What the exercise asks.
Retype the lines of the records below without any changes, starting at the line that contains "the butterfly body." and stopping after the line that contains "x=560 y=341".

* begin Information supplied *

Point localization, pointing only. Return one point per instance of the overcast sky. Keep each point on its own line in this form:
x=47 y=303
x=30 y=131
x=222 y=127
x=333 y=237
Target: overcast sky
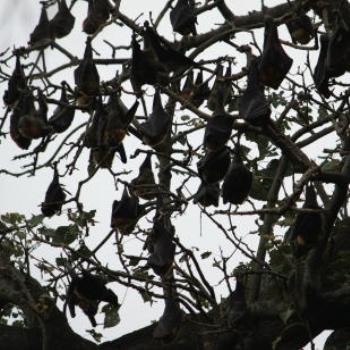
x=24 y=195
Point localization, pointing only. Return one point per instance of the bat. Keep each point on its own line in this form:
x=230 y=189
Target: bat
x=158 y=124
x=54 y=197
x=274 y=63
x=237 y=182
x=63 y=115
x=63 y=22
x=16 y=84
x=253 y=106
x=207 y=195
x=214 y=165
x=144 y=185
x=182 y=17
x=125 y=213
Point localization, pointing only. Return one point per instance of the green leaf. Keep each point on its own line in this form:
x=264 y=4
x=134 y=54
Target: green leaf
x=111 y=315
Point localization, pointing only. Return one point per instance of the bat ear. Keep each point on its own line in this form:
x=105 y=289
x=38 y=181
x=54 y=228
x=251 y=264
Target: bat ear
x=300 y=29
x=63 y=115
x=274 y=63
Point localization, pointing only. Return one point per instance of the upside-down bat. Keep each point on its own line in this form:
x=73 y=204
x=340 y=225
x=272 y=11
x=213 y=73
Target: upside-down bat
x=207 y=195
x=145 y=67
x=19 y=110
x=300 y=29
x=253 y=106
x=41 y=33
x=87 y=292
x=144 y=185
x=33 y=122
x=274 y=63
x=237 y=182
x=214 y=165
x=165 y=53
x=63 y=115
x=16 y=84
x=169 y=322
x=307 y=227
x=221 y=91
x=321 y=74
x=188 y=88
x=54 y=197
x=118 y=120
x=125 y=213
x=161 y=246
x=158 y=124
x=217 y=131
x=98 y=14
x=201 y=92
x=182 y=17
x=86 y=77
x=63 y=22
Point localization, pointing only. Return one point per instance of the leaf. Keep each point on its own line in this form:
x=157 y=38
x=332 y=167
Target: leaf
x=65 y=234
x=111 y=315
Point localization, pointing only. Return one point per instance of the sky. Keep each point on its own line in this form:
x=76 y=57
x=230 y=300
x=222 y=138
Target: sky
x=24 y=194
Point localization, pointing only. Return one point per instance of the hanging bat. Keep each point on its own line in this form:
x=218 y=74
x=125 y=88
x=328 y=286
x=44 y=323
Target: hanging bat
x=54 y=197
x=207 y=195
x=171 y=58
x=158 y=124
x=33 y=123
x=274 y=63
x=87 y=292
x=161 y=247
x=182 y=17
x=98 y=14
x=41 y=33
x=145 y=67
x=307 y=227
x=169 y=322
x=125 y=213
x=253 y=106
x=63 y=115
x=19 y=110
x=63 y=22
x=188 y=88
x=144 y=185
x=300 y=29
x=213 y=167
x=237 y=304
x=16 y=84
x=86 y=77
x=237 y=182
x=321 y=74
x=217 y=131
x=221 y=92
x=118 y=120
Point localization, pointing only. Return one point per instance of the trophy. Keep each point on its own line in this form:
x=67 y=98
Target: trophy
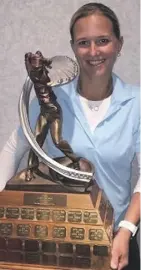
x=53 y=215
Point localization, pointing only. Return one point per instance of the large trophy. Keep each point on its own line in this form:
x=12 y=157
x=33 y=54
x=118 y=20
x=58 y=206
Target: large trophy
x=53 y=215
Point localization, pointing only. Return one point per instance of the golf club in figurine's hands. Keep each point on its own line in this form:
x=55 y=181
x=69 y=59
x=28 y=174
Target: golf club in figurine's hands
x=45 y=73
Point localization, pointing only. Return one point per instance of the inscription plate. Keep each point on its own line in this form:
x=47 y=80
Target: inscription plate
x=41 y=231
x=6 y=229
x=96 y=234
x=43 y=214
x=77 y=233
x=58 y=215
x=45 y=199
x=23 y=229
x=90 y=217
x=27 y=213
x=1 y=212
x=75 y=216
x=59 y=232
x=12 y=212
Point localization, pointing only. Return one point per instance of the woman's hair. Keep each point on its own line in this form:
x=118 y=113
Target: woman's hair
x=92 y=8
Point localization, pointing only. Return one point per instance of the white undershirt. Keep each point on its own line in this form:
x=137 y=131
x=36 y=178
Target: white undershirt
x=95 y=112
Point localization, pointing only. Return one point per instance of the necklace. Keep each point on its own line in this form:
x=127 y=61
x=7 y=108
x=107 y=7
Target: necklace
x=94 y=105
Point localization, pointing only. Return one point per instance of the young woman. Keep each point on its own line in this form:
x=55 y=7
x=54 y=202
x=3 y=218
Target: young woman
x=103 y=111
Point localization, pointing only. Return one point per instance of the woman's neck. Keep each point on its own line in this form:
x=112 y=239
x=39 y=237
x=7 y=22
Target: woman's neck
x=95 y=89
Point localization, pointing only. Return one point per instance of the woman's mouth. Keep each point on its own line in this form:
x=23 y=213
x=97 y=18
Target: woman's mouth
x=96 y=62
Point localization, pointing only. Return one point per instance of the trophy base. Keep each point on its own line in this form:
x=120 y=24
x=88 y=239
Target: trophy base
x=51 y=229
x=44 y=181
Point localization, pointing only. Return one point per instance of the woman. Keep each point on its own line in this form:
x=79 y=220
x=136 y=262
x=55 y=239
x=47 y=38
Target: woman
x=104 y=112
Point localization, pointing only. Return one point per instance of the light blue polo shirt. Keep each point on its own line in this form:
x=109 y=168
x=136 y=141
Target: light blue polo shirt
x=111 y=146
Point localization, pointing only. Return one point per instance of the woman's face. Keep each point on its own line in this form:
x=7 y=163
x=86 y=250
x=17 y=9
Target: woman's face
x=95 y=45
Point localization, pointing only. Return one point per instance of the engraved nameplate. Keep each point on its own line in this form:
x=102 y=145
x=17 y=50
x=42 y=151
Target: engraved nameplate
x=27 y=213
x=23 y=229
x=77 y=233
x=45 y=199
x=5 y=229
x=90 y=217
x=58 y=215
x=41 y=231
x=96 y=234
x=59 y=232
x=42 y=214
x=74 y=216
x=12 y=212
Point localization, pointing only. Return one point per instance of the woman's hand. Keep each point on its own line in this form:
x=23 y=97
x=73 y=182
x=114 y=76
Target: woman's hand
x=120 y=249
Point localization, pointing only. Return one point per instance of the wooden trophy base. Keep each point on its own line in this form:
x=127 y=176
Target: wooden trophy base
x=54 y=230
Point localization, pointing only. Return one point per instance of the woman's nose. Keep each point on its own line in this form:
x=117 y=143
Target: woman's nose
x=93 y=49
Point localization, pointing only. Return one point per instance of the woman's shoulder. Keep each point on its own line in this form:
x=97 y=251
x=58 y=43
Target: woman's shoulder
x=131 y=90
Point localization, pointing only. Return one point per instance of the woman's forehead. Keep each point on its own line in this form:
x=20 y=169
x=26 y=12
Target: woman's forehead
x=96 y=25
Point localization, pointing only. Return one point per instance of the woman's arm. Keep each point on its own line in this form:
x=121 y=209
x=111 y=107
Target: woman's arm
x=120 y=247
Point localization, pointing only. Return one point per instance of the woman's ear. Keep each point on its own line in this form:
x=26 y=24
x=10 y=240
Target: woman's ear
x=121 y=41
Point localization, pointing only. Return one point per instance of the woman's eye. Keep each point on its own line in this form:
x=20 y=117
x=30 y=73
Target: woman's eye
x=83 y=43
x=102 y=41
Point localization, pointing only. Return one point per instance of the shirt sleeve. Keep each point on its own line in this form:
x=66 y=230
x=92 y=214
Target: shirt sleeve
x=138 y=184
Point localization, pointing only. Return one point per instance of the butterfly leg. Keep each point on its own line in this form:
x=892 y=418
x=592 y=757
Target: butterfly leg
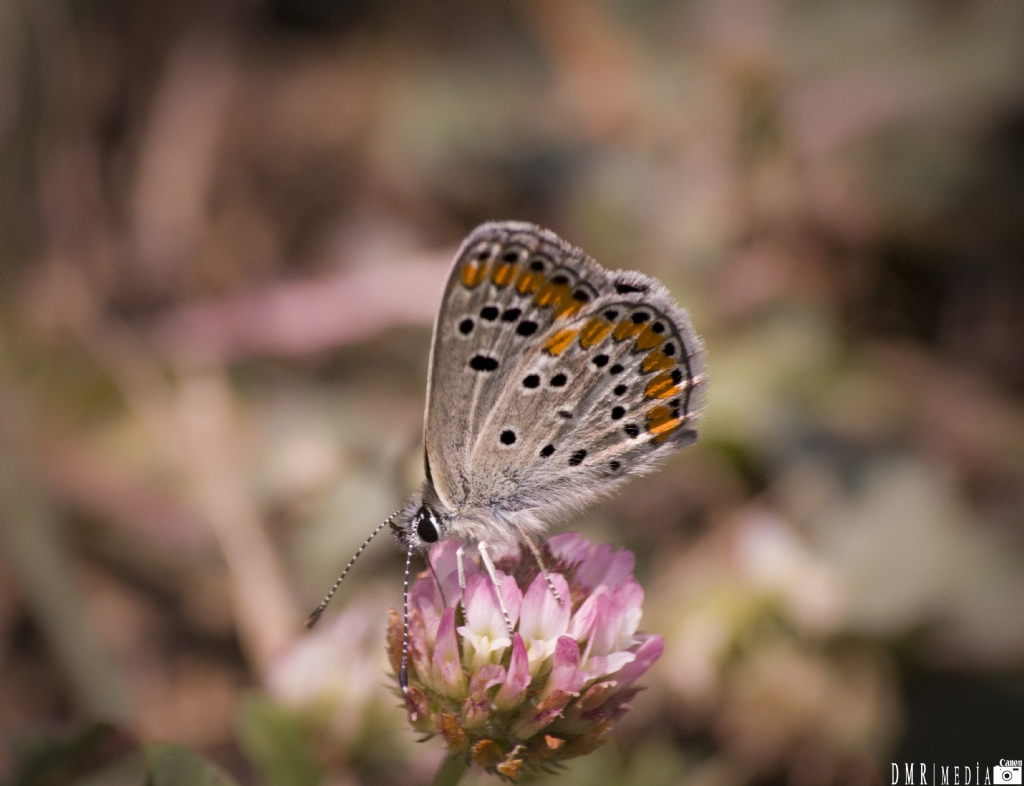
x=485 y=557
x=540 y=563
x=462 y=578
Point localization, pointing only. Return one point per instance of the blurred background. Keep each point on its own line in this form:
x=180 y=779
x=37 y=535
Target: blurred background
x=223 y=234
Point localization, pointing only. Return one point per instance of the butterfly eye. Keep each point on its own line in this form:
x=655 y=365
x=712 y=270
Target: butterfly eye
x=426 y=528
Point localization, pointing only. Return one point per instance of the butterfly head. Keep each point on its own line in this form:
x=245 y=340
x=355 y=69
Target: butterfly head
x=421 y=529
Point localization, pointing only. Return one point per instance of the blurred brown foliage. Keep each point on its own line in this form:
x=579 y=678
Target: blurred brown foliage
x=223 y=233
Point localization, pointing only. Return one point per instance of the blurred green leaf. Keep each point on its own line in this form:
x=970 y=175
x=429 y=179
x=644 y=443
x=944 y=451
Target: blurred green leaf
x=274 y=742
x=168 y=763
x=53 y=759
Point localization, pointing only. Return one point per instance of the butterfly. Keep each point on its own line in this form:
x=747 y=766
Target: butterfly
x=551 y=381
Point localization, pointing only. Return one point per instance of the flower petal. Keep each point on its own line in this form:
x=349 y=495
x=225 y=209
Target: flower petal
x=446 y=672
x=518 y=677
x=565 y=674
x=649 y=650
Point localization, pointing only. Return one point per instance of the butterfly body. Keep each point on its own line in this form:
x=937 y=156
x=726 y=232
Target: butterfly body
x=551 y=381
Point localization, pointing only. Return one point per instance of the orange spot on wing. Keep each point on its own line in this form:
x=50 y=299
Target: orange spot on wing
x=473 y=272
x=656 y=361
x=662 y=387
x=594 y=332
x=662 y=421
x=503 y=274
x=560 y=341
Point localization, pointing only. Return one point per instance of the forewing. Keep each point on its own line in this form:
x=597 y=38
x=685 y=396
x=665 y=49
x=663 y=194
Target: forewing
x=569 y=378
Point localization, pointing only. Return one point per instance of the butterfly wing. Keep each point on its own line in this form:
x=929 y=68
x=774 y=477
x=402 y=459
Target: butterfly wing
x=553 y=379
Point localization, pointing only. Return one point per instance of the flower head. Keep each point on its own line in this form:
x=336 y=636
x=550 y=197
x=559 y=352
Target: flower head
x=549 y=691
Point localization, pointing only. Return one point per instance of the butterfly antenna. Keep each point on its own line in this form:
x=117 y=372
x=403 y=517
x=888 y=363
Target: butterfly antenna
x=540 y=563
x=311 y=619
x=403 y=669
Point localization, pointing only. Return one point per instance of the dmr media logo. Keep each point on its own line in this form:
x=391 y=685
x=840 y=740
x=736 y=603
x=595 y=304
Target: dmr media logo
x=921 y=774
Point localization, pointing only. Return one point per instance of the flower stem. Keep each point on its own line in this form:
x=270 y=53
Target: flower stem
x=451 y=773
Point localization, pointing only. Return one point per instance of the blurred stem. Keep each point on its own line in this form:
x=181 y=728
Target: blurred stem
x=451 y=773
x=32 y=547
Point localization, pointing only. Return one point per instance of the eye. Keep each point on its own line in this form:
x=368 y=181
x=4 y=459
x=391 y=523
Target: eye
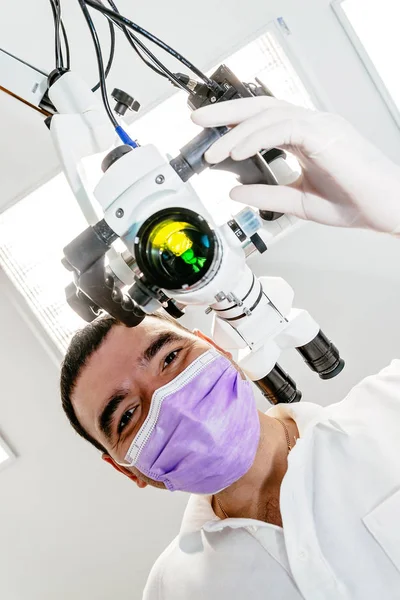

* end Information supplied *

Exercise solution.
Point localization, pointing only. Return one point per instance of the butterfly body. Keep each point on its own line in this form:
x=937 y=156
x=726 y=232
Target: butterfly body
x=551 y=381
Point localization, pointing only. Return one point per instance of the orange spot on wing. Keep each point on its own line in this form:
x=50 y=299
Target: orange spot on wing
x=473 y=272
x=656 y=361
x=662 y=387
x=594 y=332
x=662 y=421
x=503 y=274
x=560 y=341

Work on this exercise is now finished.